Records from a data source:
================================
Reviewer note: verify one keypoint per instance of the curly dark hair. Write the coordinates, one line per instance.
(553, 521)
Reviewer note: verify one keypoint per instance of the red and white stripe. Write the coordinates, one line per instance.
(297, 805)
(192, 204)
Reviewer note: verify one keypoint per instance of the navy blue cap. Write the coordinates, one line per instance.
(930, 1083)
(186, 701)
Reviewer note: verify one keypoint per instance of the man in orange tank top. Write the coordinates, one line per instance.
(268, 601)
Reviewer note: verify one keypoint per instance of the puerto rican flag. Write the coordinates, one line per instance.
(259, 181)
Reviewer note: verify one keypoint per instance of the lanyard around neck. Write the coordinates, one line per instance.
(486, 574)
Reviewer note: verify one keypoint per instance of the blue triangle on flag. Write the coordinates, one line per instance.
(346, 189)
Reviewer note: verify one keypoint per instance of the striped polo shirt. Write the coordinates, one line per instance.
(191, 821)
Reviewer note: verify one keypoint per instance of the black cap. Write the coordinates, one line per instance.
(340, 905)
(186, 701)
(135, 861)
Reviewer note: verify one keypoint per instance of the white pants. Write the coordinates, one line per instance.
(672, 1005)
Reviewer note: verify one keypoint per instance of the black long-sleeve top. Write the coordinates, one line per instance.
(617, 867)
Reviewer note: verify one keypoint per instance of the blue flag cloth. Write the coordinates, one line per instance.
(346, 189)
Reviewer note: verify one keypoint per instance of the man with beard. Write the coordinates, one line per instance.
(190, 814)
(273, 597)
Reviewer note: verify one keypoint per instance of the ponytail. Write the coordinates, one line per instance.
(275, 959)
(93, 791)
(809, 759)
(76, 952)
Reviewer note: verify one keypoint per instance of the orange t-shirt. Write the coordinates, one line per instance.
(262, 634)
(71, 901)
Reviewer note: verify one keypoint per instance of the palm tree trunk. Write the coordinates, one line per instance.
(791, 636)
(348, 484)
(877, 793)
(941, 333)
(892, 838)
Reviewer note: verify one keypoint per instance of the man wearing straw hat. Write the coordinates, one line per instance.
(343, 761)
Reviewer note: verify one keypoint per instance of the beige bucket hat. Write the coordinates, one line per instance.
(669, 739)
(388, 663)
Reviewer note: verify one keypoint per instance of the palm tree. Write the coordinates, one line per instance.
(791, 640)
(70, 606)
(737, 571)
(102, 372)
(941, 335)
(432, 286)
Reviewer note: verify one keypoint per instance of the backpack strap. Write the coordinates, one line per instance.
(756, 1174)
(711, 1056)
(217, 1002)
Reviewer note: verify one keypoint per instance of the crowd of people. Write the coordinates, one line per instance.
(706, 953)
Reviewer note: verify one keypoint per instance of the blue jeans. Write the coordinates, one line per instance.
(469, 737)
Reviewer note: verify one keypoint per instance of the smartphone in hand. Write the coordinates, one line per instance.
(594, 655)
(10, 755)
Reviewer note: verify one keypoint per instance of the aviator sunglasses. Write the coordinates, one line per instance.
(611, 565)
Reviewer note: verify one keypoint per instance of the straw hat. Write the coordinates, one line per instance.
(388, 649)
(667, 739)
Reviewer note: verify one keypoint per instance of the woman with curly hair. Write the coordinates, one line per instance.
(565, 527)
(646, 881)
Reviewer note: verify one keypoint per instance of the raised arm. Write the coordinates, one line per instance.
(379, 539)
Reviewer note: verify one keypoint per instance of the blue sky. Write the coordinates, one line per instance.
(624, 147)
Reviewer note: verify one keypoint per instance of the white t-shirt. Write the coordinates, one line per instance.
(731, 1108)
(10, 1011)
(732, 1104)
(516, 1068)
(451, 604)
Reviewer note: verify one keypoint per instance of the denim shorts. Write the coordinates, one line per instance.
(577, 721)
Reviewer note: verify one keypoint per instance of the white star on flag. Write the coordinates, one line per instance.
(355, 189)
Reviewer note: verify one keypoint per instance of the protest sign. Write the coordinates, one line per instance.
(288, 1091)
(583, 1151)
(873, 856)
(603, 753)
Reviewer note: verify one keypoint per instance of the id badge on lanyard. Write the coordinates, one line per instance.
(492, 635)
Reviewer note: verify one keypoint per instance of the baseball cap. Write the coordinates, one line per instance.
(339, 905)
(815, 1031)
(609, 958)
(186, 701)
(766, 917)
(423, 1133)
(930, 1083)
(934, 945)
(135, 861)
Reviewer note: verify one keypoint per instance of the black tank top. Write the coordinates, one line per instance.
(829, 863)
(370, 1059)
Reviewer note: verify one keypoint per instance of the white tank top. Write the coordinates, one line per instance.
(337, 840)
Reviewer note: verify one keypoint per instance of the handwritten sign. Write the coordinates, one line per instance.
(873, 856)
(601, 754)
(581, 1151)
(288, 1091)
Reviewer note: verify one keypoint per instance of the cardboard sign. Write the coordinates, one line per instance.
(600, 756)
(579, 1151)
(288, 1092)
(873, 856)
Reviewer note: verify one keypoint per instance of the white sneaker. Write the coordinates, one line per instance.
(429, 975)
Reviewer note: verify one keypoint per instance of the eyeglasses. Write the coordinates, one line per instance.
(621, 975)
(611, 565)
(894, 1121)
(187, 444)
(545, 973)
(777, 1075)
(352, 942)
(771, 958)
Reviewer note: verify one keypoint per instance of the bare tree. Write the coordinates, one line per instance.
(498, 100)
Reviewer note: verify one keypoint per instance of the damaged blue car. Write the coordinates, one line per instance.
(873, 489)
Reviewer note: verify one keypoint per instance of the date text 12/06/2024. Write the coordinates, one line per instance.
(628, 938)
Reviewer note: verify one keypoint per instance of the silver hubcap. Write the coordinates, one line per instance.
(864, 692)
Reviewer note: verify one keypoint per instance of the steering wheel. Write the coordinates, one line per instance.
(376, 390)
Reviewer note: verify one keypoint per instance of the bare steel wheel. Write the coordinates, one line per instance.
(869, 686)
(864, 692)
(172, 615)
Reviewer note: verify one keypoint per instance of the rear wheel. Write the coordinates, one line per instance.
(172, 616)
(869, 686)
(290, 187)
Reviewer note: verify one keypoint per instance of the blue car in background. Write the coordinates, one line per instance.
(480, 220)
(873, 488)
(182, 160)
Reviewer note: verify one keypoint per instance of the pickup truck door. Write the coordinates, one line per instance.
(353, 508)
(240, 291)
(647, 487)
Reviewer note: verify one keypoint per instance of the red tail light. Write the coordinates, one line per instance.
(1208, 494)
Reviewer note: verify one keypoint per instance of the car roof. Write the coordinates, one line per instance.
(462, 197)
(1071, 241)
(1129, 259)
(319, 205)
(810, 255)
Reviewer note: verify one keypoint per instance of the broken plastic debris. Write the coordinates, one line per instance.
================================
- Task requirements -
Starting at the line that contains "Reviewer note: verify one keypoint per instance of the damaged", repeat each line exactly through the last one in the listing. Include both of those lines and nothing more.

- Task result -
Reviewer note: verify one keypoint per instance of the damaged blue car. Write the coordinates, one line per instance.
(873, 489)
Reviewer note: verify one keypoint per instance of the date text 12/06/2024. Write the coordinates, one line per instance.
(628, 938)
Reviewer note: verify one keypoint per instance of the silver hubcap. Write the coordinates, one line per instance.
(864, 692)
Reviewer note: verify one keypoint per instance of the steering wheel. Write the coordinates, one line per instance.
(376, 390)
Reviewer note: verify one keypoint per instance of the bare steel wheel. Write the coordinates, one line per instance.
(869, 686)
(864, 692)
(172, 615)
Reviewer note: verify one keypoint per instance of the rear wheel. Write the coordinates, one line per instance.
(172, 616)
(869, 686)
(290, 187)
Reviewer note: verify one keypoint per instance of the blue car in background. Write the coordinates, one line per instance.
(480, 220)
(873, 488)
(182, 160)
Reviewer note: verify one keypoint per instance of the pickup truck door. Write the coordinates, one line per instance.
(353, 508)
(240, 291)
(647, 487)
Reviewer note: verify one keypoint per instance of the red tail light. Write the coordinates, one line per instance.
(1208, 494)
Reviewer note: verify one keypoint per instance of the car roof. Write the coordinates, one line per instance.
(462, 197)
(1071, 241)
(1129, 259)
(319, 205)
(810, 255)
Reviewer note: verify one keypoint per instance of the broken plastic debris. Write the coordinates, one line per instance.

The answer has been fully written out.